RECORDS FOR THE EXERCISE:
—————

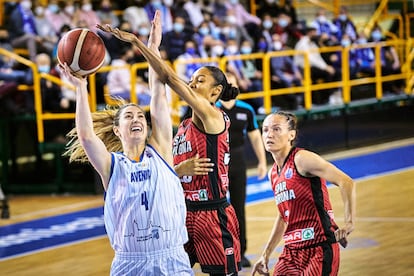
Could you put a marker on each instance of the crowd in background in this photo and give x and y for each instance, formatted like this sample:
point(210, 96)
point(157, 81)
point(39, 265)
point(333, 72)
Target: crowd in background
point(197, 29)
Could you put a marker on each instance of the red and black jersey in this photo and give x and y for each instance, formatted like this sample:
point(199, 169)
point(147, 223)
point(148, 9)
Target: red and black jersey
point(304, 204)
point(190, 141)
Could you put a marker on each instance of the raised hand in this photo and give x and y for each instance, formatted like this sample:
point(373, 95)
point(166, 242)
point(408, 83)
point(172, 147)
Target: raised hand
point(156, 30)
point(122, 35)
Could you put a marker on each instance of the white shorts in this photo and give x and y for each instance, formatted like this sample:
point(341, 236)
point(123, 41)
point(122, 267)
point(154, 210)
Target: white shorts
point(173, 261)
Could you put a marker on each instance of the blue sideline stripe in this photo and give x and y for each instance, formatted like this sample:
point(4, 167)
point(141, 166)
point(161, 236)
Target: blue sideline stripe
point(356, 167)
point(22, 238)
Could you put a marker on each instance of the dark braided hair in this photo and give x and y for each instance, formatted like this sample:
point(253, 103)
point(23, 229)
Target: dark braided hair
point(229, 91)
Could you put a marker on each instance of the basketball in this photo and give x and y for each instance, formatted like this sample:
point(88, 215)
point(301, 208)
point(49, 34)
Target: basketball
point(82, 50)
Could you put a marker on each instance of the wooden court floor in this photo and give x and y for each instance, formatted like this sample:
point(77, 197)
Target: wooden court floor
point(382, 243)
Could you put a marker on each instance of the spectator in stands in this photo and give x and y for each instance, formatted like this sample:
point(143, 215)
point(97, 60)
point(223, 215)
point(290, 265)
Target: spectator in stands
point(243, 18)
point(318, 66)
point(390, 61)
point(345, 25)
point(266, 32)
point(45, 29)
point(112, 44)
point(249, 78)
point(287, 31)
point(119, 79)
point(167, 17)
point(234, 31)
point(22, 29)
point(57, 16)
point(174, 41)
point(285, 73)
point(325, 26)
point(53, 101)
point(88, 15)
point(106, 14)
point(186, 70)
point(270, 7)
point(205, 39)
point(135, 14)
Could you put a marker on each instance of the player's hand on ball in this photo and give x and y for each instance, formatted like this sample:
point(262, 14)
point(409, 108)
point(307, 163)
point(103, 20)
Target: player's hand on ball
point(122, 35)
point(74, 79)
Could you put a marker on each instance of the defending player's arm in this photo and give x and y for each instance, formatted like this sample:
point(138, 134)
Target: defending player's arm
point(311, 164)
point(94, 148)
point(212, 119)
point(161, 135)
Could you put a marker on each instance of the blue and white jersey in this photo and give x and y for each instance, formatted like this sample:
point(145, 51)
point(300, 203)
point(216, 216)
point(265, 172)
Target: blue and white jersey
point(144, 205)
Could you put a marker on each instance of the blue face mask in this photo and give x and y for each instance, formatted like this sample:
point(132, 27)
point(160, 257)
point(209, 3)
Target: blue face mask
point(267, 24)
point(53, 8)
point(283, 23)
point(178, 27)
point(345, 43)
point(376, 35)
point(44, 68)
point(190, 51)
point(204, 31)
point(245, 50)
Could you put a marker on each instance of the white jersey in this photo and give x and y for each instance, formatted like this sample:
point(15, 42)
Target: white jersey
point(144, 205)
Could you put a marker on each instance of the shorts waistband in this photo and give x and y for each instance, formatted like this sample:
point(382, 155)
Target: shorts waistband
point(206, 205)
point(145, 255)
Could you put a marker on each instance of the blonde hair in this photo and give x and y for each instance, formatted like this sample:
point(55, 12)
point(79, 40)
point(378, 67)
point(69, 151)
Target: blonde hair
point(103, 123)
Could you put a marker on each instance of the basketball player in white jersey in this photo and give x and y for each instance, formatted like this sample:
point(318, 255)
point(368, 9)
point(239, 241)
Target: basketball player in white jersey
point(144, 208)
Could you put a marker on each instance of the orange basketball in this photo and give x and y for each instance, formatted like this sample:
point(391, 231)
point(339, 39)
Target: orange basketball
point(82, 50)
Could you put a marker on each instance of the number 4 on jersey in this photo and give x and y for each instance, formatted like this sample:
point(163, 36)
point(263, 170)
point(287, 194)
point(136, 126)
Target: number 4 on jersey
point(144, 200)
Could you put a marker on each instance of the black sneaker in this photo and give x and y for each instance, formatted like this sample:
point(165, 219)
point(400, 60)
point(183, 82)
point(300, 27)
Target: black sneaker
point(245, 262)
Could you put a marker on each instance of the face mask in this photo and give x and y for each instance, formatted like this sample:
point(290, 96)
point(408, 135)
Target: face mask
point(231, 20)
point(342, 17)
point(203, 31)
point(245, 50)
point(322, 19)
point(178, 27)
point(39, 11)
point(26, 5)
point(283, 23)
point(143, 31)
point(267, 24)
point(87, 7)
point(232, 49)
point(277, 45)
point(376, 35)
point(262, 45)
point(53, 8)
point(345, 43)
point(190, 51)
point(44, 68)
point(168, 3)
point(156, 4)
point(70, 9)
point(217, 50)
point(362, 40)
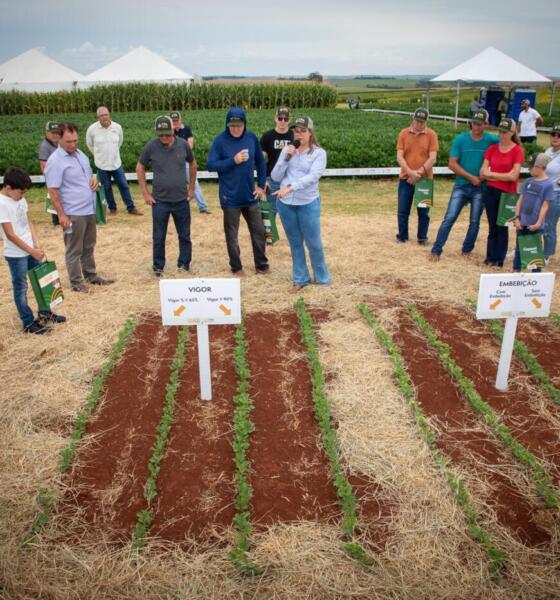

—————

PROBLEM TO WORK ON: Give the complete material again, exactly as written. Do not include the pictures.

RESPONSE AREA:
Could you put a marker on each instance of the crowd in background in this photo and give x and y for each instance, formatted like this sample:
point(210, 96)
point(157, 81)
point(39, 265)
point(333, 72)
Target: crowd in background
point(197, 29)
Could you put a marker on each instance of the red and black jersey in this photo and give x and y for each instance, formatted like this sample:
point(199, 169)
point(147, 223)
point(148, 9)
Target: red and black jersey
point(304, 204)
point(190, 141)
Could you put a marker on each instance of the raised hand in this photo and give x and y for each instance, formatted like this sample:
point(373, 95)
point(166, 242)
point(408, 83)
point(172, 147)
Target: raised hand
point(156, 30)
point(122, 35)
Could you put a marker on each instance of the white shorts in this photo and give x and y for each instance, formatted like this sample:
point(341, 236)
point(123, 41)
point(122, 267)
point(154, 210)
Target: white shorts
point(173, 261)
Could you put a marker on each instance of the blue sideline stripe in this photo and give x and y for each instance, formatted like this sample:
point(4, 167)
point(141, 166)
point(161, 236)
Target: blue sideline stripe
point(356, 167)
point(22, 238)
Could you put a marker on each instance of the dark braided hair in this photo and give x and y for each instance, formatted like this sample:
point(253, 103)
point(23, 229)
Target: dark braided hair
point(229, 91)
Could you put a marker on each instance of the basketball in this photo and give x and y for each instance, formatted like this sample:
point(88, 215)
point(301, 208)
point(49, 34)
Target: basketball
point(82, 50)
Could you put a marker on each instance of the wooden court floor in this photo and give x and y for each instance, formatted like this sample:
point(77, 197)
Target: wooden court floor
point(382, 243)
Could you put a marker on each instance of the spectator in stands in this photo and give x and y for each instance, formatted like this sample:
point(143, 215)
point(97, 60)
point(223, 215)
point(290, 265)
Target: spectator in stands
point(243, 18)
point(318, 66)
point(390, 61)
point(345, 25)
point(266, 32)
point(45, 29)
point(112, 44)
point(249, 78)
point(287, 31)
point(119, 79)
point(167, 17)
point(234, 31)
point(22, 29)
point(57, 16)
point(174, 41)
point(285, 73)
point(325, 26)
point(53, 101)
point(88, 15)
point(106, 14)
point(186, 70)
point(270, 7)
point(205, 39)
point(135, 14)
Could you put a marker on each instance of the player's hand on ball in this photo and give x and y for each instance, formatted like this sample:
point(262, 14)
point(409, 108)
point(307, 163)
point(103, 20)
Target: player's hand on ball
point(122, 35)
point(74, 79)
Could you put a marker on each instance of the defending player's arm in this photo and give x and y for each instance, formatted like this sample:
point(138, 134)
Target: defending player's arm
point(311, 164)
point(94, 148)
point(212, 119)
point(161, 135)
Could you put a marker on each instance of the blue and white jersey in this photo and give x and y for each instance, formatted like this sample:
point(145, 51)
point(300, 203)
point(216, 216)
point(265, 172)
Target: blue and white jersey
point(144, 205)
Could you put a marker on each instance of the blue face mask in this photo and give x and y for each instance, formatted like this sample:
point(132, 27)
point(160, 257)
point(209, 3)
Target: blue face mask
point(267, 24)
point(53, 8)
point(283, 23)
point(178, 27)
point(345, 43)
point(376, 35)
point(44, 68)
point(190, 51)
point(204, 31)
point(245, 50)
Could you put a marker on each instance of the white jersey in this photo and give x and y for each instance, formatted like this sample:
point(15, 42)
Target: white jersey
point(144, 205)
Could you put a marker on each instance of the shorts waistband in this photo and give x and y for each instance, formatted like this sample:
point(382, 155)
Target: shorts waistband
point(206, 205)
point(145, 255)
Could you put a marker on each instance of the blonde hair in this photo and give x and y for each instance, formatted like this sample:
point(55, 12)
point(79, 40)
point(378, 67)
point(69, 151)
Target: blonde hair
point(103, 123)
Could you put a marker on each instance of the basketball player in white jersey in this photo and give x and y for each instance, formatted like this sample:
point(318, 255)
point(368, 9)
point(239, 241)
Target: basketball player in white jersey
point(144, 208)
Could you put a marker on each instance of the orange basketball in this photo and give x and y for each instance, formatted like this sample:
point(391, 231)
point(339, 39)
Target: orange basketball
point(82, 50)
Could you put a marker on each instance of the number 4 on jersey in this photo and give x and y for each instance, formatted like this sample:
point(163, 36)
point(263, 170)
point(287, 194)
point(136, 126)
Target: number 4 on jersey
point(144, 200)
Could you put a marker on each instance of the black sneaker in this photo and give x and y for each instance, formatted like this sample:
point(165, 219)
point(400, 60)
point(183, 82)
point(300, 27)
Target: black sneaker
point(245, 262)
Could you put a marker on each instance of the face mask in this photo and give x and y for each instance, formatted like this sample:
point(290, 96)
point(408, 135)
Target: face mask
point(231, 20)
point(342, 17)
point(203, 31)
point(245, 50)
point(322, 19)
point(178, 27)
point(39, 11)
point(26, 5)
point(283, 23)
point(143, 31)
point(267, 24)
point(87, 7)
point(232, 49)
point(277, 45)
point(376, 35)
point(262, 45)
point(53, 8)
point(345, 43)
point(190, 51)
point(44, 68)
point(168, 3)
point(156, 4)
point(70, 9)
point(217, 50)
point(362, 40)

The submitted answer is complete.